■ Short exercise ■
Please render the material below as a JSON list of strings, one string per line, from the line with "Confirm that each instance of the sports" through the line with "[[427, 20], [399, 30], [346, 32], [373, 38]]", both included and blank lines left out.

■ Stored data ■
........
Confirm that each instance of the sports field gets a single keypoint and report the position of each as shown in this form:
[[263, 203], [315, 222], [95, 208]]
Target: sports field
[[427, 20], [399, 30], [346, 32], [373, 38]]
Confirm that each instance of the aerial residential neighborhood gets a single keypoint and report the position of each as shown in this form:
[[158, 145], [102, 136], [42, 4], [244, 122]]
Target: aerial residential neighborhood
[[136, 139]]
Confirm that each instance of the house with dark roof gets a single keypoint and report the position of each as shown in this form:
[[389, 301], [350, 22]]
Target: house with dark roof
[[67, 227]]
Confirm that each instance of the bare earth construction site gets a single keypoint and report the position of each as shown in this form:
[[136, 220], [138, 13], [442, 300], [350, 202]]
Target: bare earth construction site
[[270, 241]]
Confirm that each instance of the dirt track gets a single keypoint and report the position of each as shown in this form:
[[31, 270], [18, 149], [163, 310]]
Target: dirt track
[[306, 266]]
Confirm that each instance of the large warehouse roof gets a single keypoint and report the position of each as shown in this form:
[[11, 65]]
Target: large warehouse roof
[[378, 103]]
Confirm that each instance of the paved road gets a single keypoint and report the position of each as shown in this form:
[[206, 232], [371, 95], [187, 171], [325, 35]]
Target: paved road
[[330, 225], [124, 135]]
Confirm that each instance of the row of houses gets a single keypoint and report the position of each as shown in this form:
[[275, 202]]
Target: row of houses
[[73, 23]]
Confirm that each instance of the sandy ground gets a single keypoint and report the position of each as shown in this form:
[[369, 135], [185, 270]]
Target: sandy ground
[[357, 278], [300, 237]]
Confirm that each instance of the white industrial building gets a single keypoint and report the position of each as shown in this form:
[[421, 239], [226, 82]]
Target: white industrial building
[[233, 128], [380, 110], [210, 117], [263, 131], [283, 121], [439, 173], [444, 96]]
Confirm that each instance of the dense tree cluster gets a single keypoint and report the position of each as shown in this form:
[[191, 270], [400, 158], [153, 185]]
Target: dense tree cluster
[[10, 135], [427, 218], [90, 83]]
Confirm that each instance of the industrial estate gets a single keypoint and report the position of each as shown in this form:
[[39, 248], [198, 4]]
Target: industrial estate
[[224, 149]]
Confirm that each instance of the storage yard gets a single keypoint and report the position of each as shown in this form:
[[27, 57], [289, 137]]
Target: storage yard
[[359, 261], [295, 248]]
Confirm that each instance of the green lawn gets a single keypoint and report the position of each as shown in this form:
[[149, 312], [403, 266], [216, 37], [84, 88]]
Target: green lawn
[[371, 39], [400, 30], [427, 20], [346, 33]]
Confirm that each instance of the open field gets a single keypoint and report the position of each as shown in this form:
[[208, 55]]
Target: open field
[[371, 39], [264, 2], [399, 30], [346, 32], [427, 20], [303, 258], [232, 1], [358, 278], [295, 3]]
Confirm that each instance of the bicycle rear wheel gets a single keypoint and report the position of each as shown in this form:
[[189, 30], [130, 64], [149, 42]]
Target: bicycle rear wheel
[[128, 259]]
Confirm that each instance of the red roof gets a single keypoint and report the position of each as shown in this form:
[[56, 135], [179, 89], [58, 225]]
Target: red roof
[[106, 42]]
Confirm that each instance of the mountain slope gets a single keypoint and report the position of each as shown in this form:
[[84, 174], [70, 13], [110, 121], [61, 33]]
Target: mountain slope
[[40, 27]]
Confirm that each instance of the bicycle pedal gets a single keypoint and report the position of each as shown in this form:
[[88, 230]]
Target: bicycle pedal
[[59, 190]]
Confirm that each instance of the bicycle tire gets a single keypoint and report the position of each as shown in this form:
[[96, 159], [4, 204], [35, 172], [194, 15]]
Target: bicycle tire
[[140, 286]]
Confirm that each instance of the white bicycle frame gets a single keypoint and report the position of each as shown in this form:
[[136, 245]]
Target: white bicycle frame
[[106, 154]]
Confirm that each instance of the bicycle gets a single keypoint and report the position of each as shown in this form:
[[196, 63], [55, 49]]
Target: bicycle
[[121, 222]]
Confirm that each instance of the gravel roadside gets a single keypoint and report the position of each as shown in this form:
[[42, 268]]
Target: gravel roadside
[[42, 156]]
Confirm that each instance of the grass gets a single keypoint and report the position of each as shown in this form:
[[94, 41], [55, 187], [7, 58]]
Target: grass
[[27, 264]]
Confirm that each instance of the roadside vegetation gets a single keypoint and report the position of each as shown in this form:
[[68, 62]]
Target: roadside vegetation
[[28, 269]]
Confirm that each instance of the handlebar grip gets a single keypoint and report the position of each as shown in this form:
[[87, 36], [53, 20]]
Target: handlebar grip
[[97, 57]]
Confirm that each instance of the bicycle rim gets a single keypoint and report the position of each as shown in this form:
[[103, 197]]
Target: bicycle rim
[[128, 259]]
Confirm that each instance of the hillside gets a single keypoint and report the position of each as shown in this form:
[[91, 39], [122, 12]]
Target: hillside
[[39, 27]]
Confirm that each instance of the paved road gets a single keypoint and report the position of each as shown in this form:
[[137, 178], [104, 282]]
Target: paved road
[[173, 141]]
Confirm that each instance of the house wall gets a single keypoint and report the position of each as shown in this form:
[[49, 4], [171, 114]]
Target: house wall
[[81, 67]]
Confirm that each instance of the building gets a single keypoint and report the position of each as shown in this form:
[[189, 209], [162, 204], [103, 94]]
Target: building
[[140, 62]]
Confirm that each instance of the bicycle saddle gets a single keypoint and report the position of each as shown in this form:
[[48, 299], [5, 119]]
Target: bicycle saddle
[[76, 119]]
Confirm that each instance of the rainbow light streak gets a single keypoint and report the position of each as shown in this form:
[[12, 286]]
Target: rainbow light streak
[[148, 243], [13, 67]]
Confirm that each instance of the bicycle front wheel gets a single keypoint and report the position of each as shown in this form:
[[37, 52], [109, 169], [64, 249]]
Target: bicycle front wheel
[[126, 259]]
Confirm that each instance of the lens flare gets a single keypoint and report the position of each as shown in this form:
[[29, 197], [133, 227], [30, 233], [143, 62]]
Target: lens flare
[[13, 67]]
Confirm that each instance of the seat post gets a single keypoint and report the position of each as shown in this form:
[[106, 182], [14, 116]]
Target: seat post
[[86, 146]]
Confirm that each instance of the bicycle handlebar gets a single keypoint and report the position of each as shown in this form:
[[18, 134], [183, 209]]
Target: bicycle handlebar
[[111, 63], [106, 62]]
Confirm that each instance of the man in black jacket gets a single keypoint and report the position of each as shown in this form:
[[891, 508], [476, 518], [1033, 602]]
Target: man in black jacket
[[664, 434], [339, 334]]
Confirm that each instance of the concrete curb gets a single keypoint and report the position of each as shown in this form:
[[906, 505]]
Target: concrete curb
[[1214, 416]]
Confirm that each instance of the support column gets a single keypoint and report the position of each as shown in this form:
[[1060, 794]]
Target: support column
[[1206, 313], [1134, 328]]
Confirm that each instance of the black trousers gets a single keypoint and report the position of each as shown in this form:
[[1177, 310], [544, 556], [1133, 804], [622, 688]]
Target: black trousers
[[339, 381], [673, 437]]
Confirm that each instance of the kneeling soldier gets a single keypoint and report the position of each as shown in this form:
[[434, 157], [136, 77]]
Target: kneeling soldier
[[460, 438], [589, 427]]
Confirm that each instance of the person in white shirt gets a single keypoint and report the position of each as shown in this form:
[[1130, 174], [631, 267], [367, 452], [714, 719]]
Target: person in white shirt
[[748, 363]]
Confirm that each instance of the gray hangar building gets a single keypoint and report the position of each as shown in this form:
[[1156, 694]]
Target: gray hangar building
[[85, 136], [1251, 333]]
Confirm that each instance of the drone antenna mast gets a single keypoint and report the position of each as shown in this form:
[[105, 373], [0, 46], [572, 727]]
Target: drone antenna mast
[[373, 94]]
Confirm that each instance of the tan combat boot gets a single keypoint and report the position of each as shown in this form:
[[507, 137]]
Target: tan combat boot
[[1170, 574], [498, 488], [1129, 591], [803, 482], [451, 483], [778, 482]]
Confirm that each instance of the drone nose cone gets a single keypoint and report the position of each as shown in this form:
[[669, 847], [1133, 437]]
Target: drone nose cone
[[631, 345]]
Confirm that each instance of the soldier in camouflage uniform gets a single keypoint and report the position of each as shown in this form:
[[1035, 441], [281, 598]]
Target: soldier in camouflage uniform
........
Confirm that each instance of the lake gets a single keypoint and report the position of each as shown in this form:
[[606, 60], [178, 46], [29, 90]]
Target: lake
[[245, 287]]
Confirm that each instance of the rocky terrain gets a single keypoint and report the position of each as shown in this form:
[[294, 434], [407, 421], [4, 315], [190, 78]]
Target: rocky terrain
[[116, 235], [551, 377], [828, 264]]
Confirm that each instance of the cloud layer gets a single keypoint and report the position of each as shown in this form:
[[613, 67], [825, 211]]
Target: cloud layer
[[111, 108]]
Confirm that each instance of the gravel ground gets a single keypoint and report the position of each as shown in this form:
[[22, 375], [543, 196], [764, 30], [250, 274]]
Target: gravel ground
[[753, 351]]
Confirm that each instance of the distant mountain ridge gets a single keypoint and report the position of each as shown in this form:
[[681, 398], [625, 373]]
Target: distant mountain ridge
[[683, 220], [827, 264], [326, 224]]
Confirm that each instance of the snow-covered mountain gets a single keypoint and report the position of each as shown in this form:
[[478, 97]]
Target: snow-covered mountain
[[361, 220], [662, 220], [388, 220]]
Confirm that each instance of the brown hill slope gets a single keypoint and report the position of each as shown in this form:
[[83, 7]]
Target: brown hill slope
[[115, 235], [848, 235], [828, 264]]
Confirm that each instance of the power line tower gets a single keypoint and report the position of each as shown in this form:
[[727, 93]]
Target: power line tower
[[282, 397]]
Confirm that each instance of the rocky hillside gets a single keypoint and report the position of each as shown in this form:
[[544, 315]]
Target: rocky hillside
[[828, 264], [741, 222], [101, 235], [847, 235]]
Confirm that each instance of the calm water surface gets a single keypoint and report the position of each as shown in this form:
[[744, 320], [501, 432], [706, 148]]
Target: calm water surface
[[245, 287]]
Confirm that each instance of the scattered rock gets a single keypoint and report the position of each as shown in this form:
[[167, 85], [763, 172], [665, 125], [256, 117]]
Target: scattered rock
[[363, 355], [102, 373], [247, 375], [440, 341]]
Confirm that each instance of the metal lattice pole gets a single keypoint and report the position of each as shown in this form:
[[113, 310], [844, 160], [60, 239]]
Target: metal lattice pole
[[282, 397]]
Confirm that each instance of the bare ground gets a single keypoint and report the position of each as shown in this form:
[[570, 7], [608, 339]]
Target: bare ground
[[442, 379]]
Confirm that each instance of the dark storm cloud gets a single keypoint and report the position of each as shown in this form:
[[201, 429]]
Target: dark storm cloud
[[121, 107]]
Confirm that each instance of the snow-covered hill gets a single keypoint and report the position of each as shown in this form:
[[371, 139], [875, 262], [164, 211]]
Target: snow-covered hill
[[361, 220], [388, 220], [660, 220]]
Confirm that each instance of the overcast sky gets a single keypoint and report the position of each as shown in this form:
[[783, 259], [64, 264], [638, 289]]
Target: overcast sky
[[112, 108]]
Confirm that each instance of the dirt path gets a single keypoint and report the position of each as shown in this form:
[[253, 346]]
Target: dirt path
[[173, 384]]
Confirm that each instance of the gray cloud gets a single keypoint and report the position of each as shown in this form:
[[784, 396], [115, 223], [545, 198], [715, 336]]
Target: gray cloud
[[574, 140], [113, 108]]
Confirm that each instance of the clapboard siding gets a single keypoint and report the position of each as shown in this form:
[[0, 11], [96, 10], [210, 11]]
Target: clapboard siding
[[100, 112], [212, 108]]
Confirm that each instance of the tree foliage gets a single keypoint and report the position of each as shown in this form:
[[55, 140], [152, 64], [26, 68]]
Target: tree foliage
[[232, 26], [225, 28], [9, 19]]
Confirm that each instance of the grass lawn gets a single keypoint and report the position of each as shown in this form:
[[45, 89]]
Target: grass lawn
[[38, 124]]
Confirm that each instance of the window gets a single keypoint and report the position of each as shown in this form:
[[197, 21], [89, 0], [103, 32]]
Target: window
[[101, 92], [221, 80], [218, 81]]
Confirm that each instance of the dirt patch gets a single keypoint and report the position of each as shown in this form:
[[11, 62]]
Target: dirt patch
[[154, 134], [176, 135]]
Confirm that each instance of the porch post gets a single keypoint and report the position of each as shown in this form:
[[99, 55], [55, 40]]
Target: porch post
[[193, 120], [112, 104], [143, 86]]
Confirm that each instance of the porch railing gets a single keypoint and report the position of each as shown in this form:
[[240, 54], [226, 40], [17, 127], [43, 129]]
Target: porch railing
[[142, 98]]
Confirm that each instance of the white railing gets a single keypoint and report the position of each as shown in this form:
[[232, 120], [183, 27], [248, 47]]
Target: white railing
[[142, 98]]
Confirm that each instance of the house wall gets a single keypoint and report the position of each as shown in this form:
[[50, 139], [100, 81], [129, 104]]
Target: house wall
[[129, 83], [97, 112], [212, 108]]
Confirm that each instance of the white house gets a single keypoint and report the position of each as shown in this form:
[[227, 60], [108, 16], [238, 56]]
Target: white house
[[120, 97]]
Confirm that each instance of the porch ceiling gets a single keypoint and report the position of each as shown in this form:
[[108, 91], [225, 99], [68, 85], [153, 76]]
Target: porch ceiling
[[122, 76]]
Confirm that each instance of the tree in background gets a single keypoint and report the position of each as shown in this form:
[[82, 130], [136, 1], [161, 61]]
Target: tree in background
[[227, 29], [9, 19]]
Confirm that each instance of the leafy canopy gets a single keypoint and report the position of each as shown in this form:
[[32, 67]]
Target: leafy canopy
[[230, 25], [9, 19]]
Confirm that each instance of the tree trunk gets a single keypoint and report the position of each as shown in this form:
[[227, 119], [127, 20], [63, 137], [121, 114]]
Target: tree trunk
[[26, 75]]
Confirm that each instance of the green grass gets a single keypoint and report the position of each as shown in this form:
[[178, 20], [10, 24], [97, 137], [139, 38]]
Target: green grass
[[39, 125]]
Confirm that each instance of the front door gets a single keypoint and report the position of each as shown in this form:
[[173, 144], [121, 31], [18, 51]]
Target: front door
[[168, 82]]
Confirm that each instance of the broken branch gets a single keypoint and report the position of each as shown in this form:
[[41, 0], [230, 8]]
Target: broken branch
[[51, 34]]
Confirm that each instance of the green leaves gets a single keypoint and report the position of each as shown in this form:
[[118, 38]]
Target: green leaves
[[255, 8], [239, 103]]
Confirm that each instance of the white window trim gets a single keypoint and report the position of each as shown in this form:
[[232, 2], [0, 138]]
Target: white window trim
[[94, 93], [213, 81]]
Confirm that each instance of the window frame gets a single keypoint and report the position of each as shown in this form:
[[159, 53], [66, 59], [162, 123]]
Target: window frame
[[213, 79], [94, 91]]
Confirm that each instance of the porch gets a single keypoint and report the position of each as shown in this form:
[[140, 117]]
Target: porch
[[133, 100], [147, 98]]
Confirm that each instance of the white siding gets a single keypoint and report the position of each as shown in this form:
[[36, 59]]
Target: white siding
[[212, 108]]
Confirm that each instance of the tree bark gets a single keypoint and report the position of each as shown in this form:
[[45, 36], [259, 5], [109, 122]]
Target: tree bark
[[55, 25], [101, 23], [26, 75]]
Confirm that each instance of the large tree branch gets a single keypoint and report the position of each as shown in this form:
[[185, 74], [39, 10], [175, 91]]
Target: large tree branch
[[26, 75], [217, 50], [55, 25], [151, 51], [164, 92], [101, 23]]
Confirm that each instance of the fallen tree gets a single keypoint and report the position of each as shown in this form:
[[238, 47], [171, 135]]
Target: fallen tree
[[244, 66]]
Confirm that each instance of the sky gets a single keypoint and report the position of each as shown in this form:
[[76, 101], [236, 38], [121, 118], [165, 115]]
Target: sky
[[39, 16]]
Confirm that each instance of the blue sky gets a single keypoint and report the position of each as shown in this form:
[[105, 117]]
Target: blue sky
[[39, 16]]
........
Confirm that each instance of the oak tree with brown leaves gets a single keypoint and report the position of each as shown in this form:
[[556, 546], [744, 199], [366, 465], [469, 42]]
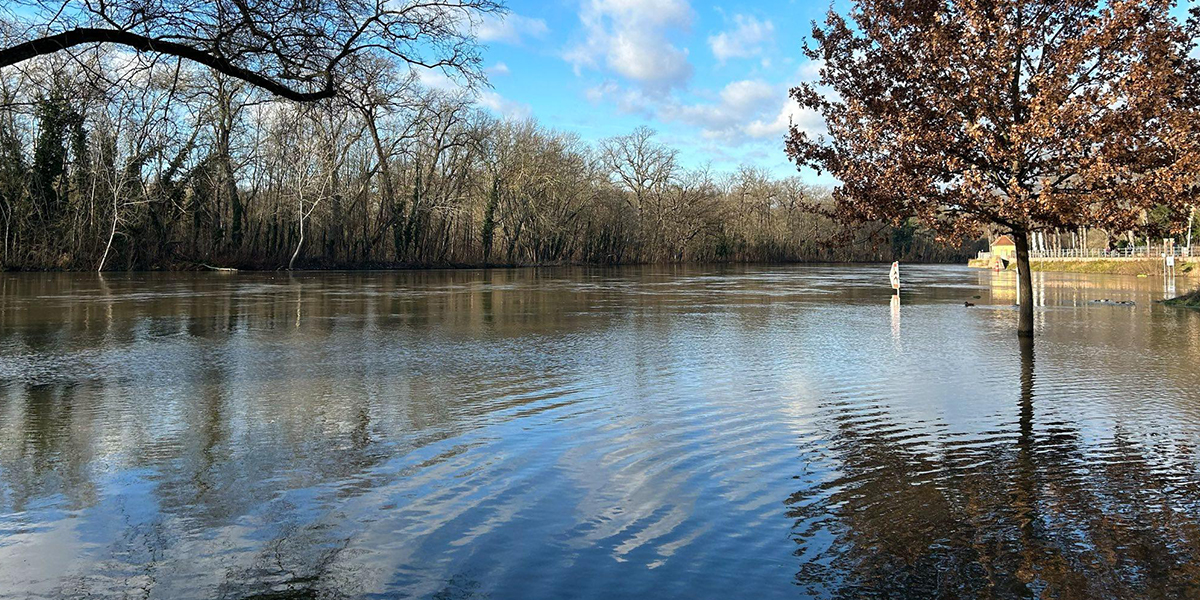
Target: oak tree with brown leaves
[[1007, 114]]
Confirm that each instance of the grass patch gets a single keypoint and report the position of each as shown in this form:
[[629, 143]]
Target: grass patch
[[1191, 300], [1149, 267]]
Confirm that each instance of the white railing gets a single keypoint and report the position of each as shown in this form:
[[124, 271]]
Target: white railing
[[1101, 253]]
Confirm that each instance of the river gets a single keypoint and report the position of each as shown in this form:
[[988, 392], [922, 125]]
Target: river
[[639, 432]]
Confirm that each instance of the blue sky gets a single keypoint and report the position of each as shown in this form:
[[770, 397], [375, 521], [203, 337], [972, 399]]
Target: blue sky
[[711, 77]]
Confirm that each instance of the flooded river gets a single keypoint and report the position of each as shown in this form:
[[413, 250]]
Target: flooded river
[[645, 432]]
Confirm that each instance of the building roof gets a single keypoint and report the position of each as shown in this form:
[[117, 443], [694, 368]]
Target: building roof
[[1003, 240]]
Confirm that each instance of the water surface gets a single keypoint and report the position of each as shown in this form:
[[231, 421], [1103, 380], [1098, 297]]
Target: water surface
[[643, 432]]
........
■ Result of this exercise ■
[
  "Confirm that each instance of the sports field gets a single keypoint and report the position of each as shown in this form:",
  "[[263, 203], [315, 222], [95, 208]]",
  "Target: sports field",
  "[[427, 20], [399, 30], [346, 32], [373, 38]]"
]